De nieuwe maatregelen lichten wij in de volgende twee paragrafen toe, in samenhang met de maatregelen uit het regeerakkoord en het staande beleid die tot doel hebben jeugdwerkloosheid te bestrijden en te voorkomen. In de bijlage wordt, zoals toegezegd in het 30-ledendebat, ingegaan op het voorstel van de heer Van Weyenberg (D66) om elke jongere die na zes maanden nog in de bijstand zit het recht te geven op een leerwerkaanbod. Daar treft u ook een reactie aan op onderzoek van FNV Jong en CNV Jongeren over de effecten van de crisis op jongeren5.

Bestrijden van jeugdwerkloosheid

Regionale aanpak

Het kabinet stelt in 2013 € 25 miljoen extra beschikbaar om op regionaal niveau de jeugdwerkloosheid aan te pakken. Door het budget in één keer uit te keren en niet te verdelen over de jaren 2013 en 2014 kunnen de arbeidsmarktregio’s voortvarend van start. Daarbij wil het kabinet zoveel mogelijk aansluiten bij de werkwijze die tijdens het Actieplan Jeugdwerkloosheid effectief is gebleken.

Om de arbeidsmarktregio’s voldoende basis te geven om snel hun regionale plannen van aanpak vorm te geven, wil de Minister van Sociale Zaken en Werkgelegenheid in april een intentieverklaring ondertekenen met de wethouders van de centrumgemeenten. Willen de regio’s in aanmerking komen voor de bijdrage vanuit het rijk, dan moeten de centrumgemeenten mede namens hun samenwerkingspartners voor 1 juli het regionale plan van aanpak indienen. Het plan van aanpak moet ingaan op de probleemanalyse, de concrete doelstellingen, de te ondernemen acties en voorzien zijn van een begroting, waaraan het rijk niet meer dan de helft bijdraagt. Voldoet het plan hieraan, dan krijgt de centrumgemeente na ondertekening van een convenant ter bekrachtiging van het regionale plan van aanpak in september de extra middelen uitgekeerd via de decentralisatie-uitkering. De middelen worden verdeeld op basis van het aantal werkloze jongeren in de regio. Hierdoor komen meer middelen terecht in die regio’s waar de problematiek het grootst is en waar dus ook meer werk is te verzetten. De Minister van Sociale Zaken en Werkgelegenheid wil de Programmaraad (samenwerkingsverband VNG, UWV, Divosa, Cedris) vragen om de regio’s te ondersteunen bij de voorbereiding en de uitvoering van de regionale aanpak.

OPDRACHT -> Welke organisaties vormen volgens de tekst over jeugdwerkloosheid samen de Programmaraad? Noem ze allemaal.

(Invoer voor segmentatielabels)

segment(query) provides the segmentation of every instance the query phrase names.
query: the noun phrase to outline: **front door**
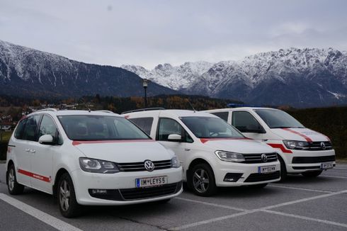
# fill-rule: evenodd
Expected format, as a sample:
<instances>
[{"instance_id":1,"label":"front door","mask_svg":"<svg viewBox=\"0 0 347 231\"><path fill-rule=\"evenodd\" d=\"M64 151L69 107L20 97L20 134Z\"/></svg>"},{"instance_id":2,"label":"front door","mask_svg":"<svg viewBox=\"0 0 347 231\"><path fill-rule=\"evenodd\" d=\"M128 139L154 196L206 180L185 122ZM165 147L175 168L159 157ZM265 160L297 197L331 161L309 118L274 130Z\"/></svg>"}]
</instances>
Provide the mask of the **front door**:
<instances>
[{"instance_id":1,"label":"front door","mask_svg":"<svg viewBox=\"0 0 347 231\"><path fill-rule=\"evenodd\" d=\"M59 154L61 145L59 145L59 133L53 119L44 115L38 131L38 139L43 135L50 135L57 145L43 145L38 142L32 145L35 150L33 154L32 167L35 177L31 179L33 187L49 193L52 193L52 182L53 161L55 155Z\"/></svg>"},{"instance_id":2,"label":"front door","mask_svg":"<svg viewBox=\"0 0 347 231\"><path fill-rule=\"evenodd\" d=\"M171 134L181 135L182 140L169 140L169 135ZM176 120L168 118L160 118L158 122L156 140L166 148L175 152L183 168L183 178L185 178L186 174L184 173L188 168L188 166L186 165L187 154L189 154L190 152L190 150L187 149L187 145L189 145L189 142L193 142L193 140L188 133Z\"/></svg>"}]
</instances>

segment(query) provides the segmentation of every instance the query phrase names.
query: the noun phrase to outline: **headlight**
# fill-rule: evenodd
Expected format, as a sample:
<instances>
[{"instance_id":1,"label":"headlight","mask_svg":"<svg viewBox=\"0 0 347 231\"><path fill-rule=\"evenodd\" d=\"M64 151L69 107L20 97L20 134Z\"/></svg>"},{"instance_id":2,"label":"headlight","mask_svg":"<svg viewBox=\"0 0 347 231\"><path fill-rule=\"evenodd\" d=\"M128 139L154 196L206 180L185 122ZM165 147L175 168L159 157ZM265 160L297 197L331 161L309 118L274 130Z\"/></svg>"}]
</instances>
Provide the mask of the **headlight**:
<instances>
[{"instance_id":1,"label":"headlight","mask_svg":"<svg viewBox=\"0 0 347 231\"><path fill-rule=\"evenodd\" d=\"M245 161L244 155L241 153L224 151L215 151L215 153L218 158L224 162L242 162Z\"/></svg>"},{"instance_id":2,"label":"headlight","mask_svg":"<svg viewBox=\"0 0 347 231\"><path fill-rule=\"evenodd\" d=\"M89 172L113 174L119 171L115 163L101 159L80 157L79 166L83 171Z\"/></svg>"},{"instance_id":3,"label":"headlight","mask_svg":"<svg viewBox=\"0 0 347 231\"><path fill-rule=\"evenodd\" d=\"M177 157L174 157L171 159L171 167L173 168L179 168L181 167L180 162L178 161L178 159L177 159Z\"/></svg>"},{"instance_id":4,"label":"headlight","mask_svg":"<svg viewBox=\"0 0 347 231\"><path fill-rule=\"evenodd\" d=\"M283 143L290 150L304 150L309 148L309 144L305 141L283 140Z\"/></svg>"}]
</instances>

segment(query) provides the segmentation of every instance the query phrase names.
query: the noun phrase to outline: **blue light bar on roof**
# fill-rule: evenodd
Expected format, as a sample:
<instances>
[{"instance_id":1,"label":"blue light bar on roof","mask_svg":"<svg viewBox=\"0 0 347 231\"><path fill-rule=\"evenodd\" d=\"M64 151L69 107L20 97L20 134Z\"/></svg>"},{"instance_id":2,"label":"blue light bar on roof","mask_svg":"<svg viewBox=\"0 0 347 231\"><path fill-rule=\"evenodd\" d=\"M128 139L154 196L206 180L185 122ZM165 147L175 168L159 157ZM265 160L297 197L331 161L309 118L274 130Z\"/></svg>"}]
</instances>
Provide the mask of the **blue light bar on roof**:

ANTWOORD -> VNG, UWV, Divosa en Cedris.